— What you will do —
The listing below is to be output in its exact form.

::: Records for the task :::

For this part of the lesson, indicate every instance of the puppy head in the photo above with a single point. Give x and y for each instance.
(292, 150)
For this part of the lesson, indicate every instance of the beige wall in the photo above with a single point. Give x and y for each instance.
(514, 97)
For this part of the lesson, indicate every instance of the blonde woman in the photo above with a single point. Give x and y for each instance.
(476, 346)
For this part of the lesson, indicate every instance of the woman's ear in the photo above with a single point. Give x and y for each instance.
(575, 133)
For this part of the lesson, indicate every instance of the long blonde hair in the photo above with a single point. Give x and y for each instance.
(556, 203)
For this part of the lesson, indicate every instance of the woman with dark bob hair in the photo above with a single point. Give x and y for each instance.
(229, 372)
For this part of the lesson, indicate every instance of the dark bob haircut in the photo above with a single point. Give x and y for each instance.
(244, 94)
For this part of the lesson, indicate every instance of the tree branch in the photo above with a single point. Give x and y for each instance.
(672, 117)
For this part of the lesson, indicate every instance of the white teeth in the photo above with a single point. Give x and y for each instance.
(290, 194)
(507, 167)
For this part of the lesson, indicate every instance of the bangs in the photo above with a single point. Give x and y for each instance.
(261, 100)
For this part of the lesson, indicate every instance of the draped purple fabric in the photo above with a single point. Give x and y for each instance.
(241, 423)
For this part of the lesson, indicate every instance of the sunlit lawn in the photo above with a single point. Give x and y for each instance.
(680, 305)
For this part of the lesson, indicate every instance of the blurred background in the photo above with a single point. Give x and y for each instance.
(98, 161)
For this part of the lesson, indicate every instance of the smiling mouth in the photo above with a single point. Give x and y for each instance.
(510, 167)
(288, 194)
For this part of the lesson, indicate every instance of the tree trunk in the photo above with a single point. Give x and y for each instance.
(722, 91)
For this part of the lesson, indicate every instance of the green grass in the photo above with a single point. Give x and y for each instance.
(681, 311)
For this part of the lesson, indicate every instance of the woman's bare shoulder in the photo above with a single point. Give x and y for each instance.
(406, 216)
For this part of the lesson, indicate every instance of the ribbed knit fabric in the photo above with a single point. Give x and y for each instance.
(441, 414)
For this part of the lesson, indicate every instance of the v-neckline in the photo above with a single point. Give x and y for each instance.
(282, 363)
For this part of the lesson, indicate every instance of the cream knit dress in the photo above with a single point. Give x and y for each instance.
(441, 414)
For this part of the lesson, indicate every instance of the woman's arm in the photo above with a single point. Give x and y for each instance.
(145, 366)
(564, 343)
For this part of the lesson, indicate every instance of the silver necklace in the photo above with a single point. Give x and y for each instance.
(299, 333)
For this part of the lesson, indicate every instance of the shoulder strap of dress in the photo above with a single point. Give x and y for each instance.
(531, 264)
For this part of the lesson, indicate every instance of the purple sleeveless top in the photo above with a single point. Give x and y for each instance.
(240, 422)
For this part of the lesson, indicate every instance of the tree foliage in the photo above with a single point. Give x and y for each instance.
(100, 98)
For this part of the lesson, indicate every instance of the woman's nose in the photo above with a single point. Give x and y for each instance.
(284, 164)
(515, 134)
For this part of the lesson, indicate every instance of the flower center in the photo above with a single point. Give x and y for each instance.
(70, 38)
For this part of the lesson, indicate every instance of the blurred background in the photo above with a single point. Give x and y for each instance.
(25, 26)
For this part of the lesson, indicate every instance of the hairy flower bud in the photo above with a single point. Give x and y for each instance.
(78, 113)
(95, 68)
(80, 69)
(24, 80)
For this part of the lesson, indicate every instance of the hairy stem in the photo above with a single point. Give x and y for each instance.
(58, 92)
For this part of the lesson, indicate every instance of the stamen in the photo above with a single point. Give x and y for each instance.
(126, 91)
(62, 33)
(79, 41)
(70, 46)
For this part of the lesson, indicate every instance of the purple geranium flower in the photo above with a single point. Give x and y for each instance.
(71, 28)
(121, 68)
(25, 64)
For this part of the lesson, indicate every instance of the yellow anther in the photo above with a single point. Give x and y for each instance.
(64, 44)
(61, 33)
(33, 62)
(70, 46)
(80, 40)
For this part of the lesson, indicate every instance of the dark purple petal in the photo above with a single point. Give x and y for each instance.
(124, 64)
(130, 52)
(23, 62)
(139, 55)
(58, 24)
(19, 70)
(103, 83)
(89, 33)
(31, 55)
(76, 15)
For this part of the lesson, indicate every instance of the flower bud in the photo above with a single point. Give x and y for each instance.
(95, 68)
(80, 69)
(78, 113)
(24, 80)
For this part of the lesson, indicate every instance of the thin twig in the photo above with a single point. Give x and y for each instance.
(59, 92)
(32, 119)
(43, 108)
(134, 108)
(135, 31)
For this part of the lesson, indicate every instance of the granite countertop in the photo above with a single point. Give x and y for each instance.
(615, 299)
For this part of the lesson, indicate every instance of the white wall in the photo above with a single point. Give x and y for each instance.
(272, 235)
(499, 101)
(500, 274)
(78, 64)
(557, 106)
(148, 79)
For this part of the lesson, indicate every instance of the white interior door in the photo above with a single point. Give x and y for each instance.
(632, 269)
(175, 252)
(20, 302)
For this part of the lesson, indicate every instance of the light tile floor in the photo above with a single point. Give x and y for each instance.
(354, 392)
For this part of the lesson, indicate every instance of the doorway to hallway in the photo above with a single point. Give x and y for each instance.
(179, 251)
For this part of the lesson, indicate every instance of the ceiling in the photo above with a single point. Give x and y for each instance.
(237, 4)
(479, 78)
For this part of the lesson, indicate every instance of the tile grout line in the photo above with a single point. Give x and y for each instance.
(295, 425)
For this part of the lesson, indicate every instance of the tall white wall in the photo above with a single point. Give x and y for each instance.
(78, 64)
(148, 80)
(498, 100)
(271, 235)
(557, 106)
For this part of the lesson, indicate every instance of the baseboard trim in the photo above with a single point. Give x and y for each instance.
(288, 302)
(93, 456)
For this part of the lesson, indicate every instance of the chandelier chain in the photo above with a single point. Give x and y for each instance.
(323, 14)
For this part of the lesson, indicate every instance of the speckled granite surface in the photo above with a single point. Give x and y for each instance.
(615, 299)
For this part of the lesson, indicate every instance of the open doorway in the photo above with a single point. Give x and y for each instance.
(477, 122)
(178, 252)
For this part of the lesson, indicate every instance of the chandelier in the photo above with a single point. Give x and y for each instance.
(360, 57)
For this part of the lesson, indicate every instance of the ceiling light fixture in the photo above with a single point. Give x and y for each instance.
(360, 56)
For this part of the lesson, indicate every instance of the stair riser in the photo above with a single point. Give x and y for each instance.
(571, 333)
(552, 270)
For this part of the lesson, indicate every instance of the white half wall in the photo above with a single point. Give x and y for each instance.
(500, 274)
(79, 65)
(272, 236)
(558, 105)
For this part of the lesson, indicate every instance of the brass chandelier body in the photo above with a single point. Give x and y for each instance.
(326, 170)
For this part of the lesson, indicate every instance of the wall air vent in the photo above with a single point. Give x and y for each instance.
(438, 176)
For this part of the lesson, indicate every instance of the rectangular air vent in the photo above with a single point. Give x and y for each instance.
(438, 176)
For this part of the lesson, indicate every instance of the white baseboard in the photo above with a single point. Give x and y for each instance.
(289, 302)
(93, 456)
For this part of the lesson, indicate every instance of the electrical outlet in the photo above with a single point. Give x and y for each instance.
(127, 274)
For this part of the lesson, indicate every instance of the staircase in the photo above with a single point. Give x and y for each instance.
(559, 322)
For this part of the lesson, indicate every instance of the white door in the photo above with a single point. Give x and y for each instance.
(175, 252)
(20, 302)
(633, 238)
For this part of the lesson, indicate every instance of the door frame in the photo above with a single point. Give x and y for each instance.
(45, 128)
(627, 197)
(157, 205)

:::

— Solved problem —
For this part of the lesson, indicate every instance of the puppy head in the photo above with a single point. Give x and y for each instance.
(292, 150)
For this part of the lesson, indicate every instance of the beige wall in the photo above with a single point. Give x and y for each instance.
(514, 97)
For this part of the lesson, indicate every instance of the blonde woman in the photo above with a single point. Give x and y for each instance.
(476, 346)
For this part of the lesson, indicate every instance of the woman's ear in the photo above with a single point. Give x and y for each instance.
(575, 133)
For this part of the lesson, indicate every instance of the long blonde hair in the photo above with a single point. Give x and y for each instance.
(556, 203)
For this part of the lesson, indicate every instance of the woman with dark bob hair in the photo above with a single point. Give x and y for each instance.
(229, 372)
For this part of the lesson, indicate every instance of the dark bob haircut in the photo above with a single point. Give x and y for each instance.
(244, 94)
For this part of the lesson, indicate every instance of the tree branch in the photo above with a single point. Give x and y for each instance.
(672, 117)
For this part of the lesson, indicate every instance of the white teeth in the photo above with a single point. Give x and y for each instance.
(290, 194)
(507, 167)
For this part of the lesson, indicate every instance of the bangs in the photo above with a single point. Give x and y for each instance.
(261, 100)
For this part of the lesson, indicate every instance of the draped purple fabric in the photo above with a single point. Give x and y for each instance.
(241, 423)
For this part of the lesson, indicate every instance of the sunlit lawn in the photo above with a single point. Give x and y for each instance.
(680, 305)
For this part of the lesson, indicate every instance of the blurred background in the photo above with a single point. Give x and y for each instance.
(98, 161)
For this part of the lesson, indicate every instance of the smiling mouth in the photo above with a single point. Give x and y for each instance.
(510, 167)
(288, 194)
For this part of the lesson, indicate every instance of the tree trunk in the photo above with a single point. Give x and y for each instance.
(722, 91)
For this part of the lesson, indicate every instance of the green grass in the photo above with a single point. Give x and y for each instance.
(681, 311)
For this part of the lesson, indicate every instance of the woman's bare shoulder in the photo above with a single point. Give x and y for each instance.
(406, 216)
For this part of the lesson, indicate every instance of the ribbed knit fabric in the photo above with a single point. Give x and y for each instance.
(441, 414)
For this part of the lesson, indicate every instance of the v-neckline in the photo above with a single point. Give x and y for each instance.
(282, 363)
For this part of the lesson, indicate every instance of the cream knit dress in the photo above with a single point. Give x and y for each instance.
(441, 414)
For this part of the lesson, indicate every instance of the woman's arm in the photo above with a single point. Give x and y for each instance.
(145, 366)
(564, 343)
For this part of the lesson, indicate every instance of the silver necklace in the photo above with a single point. Give x and y for each instance.
(299, 333)
For this part of the lesson, indicate every instance of the shoulder strap of dress in the photo above with a single point. Give x and y for each instance.
(531, 264)
For this part of the lesson, indicate every instance of the purple sleeveless top in the photo above with a single point. Give x and y for each instance.
(240, 422)
For this part of the lesson, indicate every instance of the tree foliage in the photo above with a single point. Give x and y for each instance.
(100, 98)
For this part of the lesson, indicate every instance of the woman's nose in the photo above with a single point. Give x and y for each instance.
(284, 164)
(515, 134)
For this part of the lesson, indicate every instance of the flower center in the photo above with a single point. Give x and y for each instance.
(70, 38)
For this part of the lesson, indicate every instance of the blurred background in the photo above with a single point. Give x and y for each instance.
(25, 26)
For this part of the lesson, indicate every instance of the hairy flower bud in the photo above with a single point. Give x and y for each instance.
(78, 113)
(95, 68)
(80, 69)
(24, 80)
For this part of the lesson, indicate every instance of the hairy stem in the photo above with a single point. Give x and y for each instance.
(58, 92)
For this part of the lesson, indicate every instance of the stamen in the photo above with a single point. Give x and y for each instance.
(126, 91)
(62, 33)
(79, 41)
(70, 46)
For this part of the lesson, indicate every instance of the purple geranium flower in the photo above with a single point. Give x and y for each instance.
(71, 28)
(121, 68)
(25, 64)
For this part of the lesson, indicate every instance of the yellow anther in the photo above with a single point. Give x and y for each instance.
(64, 44)
(61, 33)
(33, 62)
(70, 46)
(80, 40)
For this part of the lesson, indicate every instance of the dark purple petal in the photo above with a single point. Give x and y for each instance.
(124, 64)
(130, 52)
(23, 62)
(139, 55)
(58, 24)
(19, 70)
(103, 83)
(89, 33)
(31, 55)
(76, 15)
For this part of the lesson, indicate every instance of the flower bud in the photo above with a single point. Give x and y for each instance.
(95, 68)
(80, 69)
(78, 113)
(24, 80)
For this part of the lesson, indicate every instance of the thin twig in the photo above with a single point. Give x and y for each instance.
(59, 92)
(32, 119)
(43, 108)
(134, 108)
(135, 31)
For this part of the lesson, indicate every instance of the granite countertop in the photo above with a single point. Give x and y for each instance.
(615, 299)
For this part of the lesson, indicate every instance of the white wall in the photo above with a single point. Give x and y for each instance.
(272, 235)
(499, 101)
(500, 274)
(78, 64)
(557, 106)
(148, 79)
For this part of the lesson, indicate every instance of the white interior door in the photo above with a single point. Give x and y for each instance.
(632, 269)
(175, 252)
(20, 302)
For this part of the lesson, indicate every instance of the light tile floor in the photo above with a single point. Give x and y for each instance.
(354, 392)
For this part of the lesson, indicate every instance of the doorway to hallway in the photo above with a single point. Give x and y for each instance.
(179, 251)
For this part of the lesson, indicate every instance of the ceiling in the photo above with a single point. Give x and y for each instance.
(237, 4)
(479, 78)
For this part of the lesson, indicate every instance of the tile grout line in the photo above with a single point. Give x and y for each instance.
(295, 425)
For this part of the lesson, indicate every instance of the tall white wall in the photo above with a single point. Give x and y for each instance.
(78, 64)
(148, 80)
(498, 100)
(271, 235)
(557, 106)
For this part of the lesson, indicate every instance of the baseboard trim in the photo above with a single point. Give x and y for each instance.
(288, 302)
(93, 456)
For this part of the lesson, indicate every instance of the chandelier chain in the photo above with a single point. Give x and y for each instance.
(323, 14)
For this part of the lesson, indicate every instance of the speckled granite surface in the photo above with a single point. Give x and y for each instance.
(615, 299)
For this part of the lesson, indicate every instance of the open doorway in the photo above with a single point. Give x and y for each instance.
(477, 122)
(178, 252)
For this part of the lesson, indicate every instance of the chandelier in the photo above with a single point. Give x and y for each instance.
(360, 57)
For this part of the lesson, indicate every instance of the ceiling light fixture in the photo above with a single point. Give x and y for each instance.
(360, 56)
For this part of the lesson, indicate every instance of the stair riser in the photo above with a single point. Give x and y for each instance.
(571, 333)
(552, 270)
For this part of the lesson, indicate every instance of the white half wall in the photo above with a single point. Give x and y for each instance.
(500, 274)
(79, 65)
(272, 236)
(558, 105)
For this part of the lesson, indicate every instance of the brass chandelier body in the photo above with a single point. Give x and y for each instance.
(326, 170)
For this part of the lesson, indicate every instance of the wall air vent in the photo above with a single point. Give x and y for each instance.
(438, 176)
For this part of the lesson, indicate every instance of the rectangular air vent in the photo above with a single point. Give x and y for each instance.
(438, 176)
For this part of the lesson, indicate every instance of the white baseboard in the photo above with a single point. Give x and y for each instance.
(289, 302)
(93, 456)
For this part of the lesson, indicate every instance of the electrical outlet in the photo above with a single point. Give x and y for each instance.
(127, 274)
For this part of the lesson, indicate every instance of the staircase in the photo above with a single point. Give x and y for each instance.
(559, 322)
For this part of the lesson, indicate every instance of the white door in the photo above with a single point. Give x and y for each instance.
(175, 252)
(20, 302)
(633, 238)
For this part of the lesson, indicate every instance of the door frame in the photo above with a single point. Give x and y for each instance.
(45, 128)
(627, 197)
(157, 205)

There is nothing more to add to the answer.